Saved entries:
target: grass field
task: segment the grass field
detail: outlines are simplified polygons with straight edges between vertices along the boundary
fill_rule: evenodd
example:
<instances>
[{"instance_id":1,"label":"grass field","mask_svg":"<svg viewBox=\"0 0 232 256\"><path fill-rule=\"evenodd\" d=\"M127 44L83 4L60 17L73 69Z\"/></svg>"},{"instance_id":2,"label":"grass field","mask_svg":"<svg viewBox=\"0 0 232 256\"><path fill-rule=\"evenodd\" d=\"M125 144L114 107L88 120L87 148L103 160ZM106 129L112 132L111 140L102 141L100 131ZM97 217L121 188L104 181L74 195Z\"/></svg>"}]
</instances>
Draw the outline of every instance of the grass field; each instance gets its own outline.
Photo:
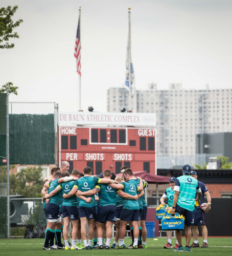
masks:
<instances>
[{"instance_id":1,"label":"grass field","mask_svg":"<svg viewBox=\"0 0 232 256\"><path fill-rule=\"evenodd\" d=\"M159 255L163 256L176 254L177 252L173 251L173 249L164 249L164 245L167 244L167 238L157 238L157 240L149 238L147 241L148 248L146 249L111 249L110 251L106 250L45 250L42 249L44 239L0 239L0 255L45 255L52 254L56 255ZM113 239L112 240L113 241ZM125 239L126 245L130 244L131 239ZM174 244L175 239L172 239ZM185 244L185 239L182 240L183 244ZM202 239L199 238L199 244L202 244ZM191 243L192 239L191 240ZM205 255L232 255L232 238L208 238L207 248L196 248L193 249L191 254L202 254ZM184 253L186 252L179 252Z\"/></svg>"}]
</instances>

Set problem: Print all of the records above line for line, without changing anything. Leave out the pictures.

Reply to the task:
target: grass field
task: segment the grass field
detail: outlines are simplified polygons with straight edges between vertices along the boundary
fill_rule: evenodd
example:
<instances>
[{"instance_id":1,"label":"grass field","mask_svg":"<svg viewBox=\"0 0 232 256\"><path fill-rule=\"evenodd\" d=\"M127 44L83 4L60 17L73 69Z\"/></svg>"},{"instance_id":2,"label":"grass field","mask_svg":"<svg viewBox=\"0 0 232 256\"><path fill-rule=\"evenodd\" d=\"M125 144L114 107L88 120L87 148L103 160ZM106 129L112 132L111 140L102 141L100 131ZM97 217L121 188L104 181L74 195Z\"/></svg>"}]
</instances>
Draw the outline of every instance of the grass field; each instance gets its own outline.
Photo:
masks:
<instances>
[{"instance_id":1,"label":"grass field","mask_svg":"<svg viewBox=\"0 0 232 256\"><path fill-rule=\"evenodd\" d=\"M159 255L163 256L176 254L177 252L173 251L173 249L164 249L164 245L167 244L167 238L157 238L157 240L149 238L147 241L148 248L146 249L111 249L110 251L106 250L45 250L42 249L44 239L0 239L0 255L45 255L52 254L56 255ZM113 239L112 240L113 241ZM125 239L126 245L130 244L131 239ZM174 244L175 239L172 239ZM185 244L185 239L182 240L183 244ZM202 239L199 238L199 244L202 244ZM191 243L192 239L191 240ZM205 255L232 255L232 238L208 238L207 248L196 248L193 249L191 254L202 254ZM184 253L186 252L179 252Z\"/></svg>"}]
</instances>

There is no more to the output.